> _RECORDS_
============================================================

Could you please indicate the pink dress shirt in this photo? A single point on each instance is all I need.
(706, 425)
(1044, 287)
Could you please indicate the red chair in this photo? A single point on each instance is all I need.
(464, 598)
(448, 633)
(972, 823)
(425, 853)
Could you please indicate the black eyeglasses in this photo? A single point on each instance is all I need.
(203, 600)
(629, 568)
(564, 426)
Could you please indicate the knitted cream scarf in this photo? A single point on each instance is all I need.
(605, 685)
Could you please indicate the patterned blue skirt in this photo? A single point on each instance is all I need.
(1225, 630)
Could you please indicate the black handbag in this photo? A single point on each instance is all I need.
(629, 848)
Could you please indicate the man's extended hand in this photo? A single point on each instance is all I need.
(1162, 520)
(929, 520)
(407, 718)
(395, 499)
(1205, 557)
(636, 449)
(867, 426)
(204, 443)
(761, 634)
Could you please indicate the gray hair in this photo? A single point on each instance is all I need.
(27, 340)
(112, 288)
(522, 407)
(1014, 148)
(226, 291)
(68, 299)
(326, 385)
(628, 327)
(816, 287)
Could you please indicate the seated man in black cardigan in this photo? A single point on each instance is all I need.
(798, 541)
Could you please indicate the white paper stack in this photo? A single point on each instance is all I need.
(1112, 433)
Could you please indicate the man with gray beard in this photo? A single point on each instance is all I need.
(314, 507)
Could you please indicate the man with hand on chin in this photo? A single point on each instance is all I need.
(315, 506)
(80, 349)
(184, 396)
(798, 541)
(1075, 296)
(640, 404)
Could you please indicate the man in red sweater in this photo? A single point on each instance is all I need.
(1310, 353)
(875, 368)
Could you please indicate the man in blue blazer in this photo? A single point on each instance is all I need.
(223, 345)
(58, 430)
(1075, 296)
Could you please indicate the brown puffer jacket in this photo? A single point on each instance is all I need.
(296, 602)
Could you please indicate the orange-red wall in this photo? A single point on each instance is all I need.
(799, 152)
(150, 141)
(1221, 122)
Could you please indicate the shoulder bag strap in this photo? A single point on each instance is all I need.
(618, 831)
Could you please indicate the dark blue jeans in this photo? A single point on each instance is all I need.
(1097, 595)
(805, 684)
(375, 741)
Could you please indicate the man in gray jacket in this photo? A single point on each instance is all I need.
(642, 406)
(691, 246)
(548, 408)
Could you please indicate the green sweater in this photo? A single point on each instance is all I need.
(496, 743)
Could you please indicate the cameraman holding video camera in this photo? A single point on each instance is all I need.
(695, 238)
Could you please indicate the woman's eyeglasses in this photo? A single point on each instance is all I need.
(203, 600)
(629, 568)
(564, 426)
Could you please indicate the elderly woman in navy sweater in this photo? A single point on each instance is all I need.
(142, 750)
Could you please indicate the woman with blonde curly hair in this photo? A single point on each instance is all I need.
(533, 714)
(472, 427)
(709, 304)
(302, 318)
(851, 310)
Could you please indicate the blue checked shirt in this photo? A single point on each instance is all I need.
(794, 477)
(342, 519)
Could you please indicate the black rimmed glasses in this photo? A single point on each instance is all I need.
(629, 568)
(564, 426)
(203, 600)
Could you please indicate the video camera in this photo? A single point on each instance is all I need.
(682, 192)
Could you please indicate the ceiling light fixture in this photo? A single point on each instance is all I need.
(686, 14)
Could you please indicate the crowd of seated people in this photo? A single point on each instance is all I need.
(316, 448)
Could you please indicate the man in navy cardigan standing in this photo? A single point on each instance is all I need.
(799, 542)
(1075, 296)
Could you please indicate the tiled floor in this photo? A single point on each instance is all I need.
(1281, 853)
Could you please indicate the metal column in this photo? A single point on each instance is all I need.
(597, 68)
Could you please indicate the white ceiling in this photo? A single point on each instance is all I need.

============================================================

> _WHAT YOU WILL DO_
Arrange the rows above, from the line containing "Could you please indicate the man in blue" through the line containing "(1221, 122)", as a numbered list with blank lines omitted.

> _FINAL RESULT_
1. Could you please indicate the man in blue blazer in this photo? A single point on each instance is all I need.
2. (223, 345)
3. (58, 430)
4. (1075, 296)
5. Could you please indicate the brown puffer jacket in this photo? A single point on each instance is all I need.
6. (296, 602)
7. Could you please indicate the orange-red wall in this photo? A single point on each instance is all I need.
8. (799, 152)
9. (150, 141)
10. (1221, 122)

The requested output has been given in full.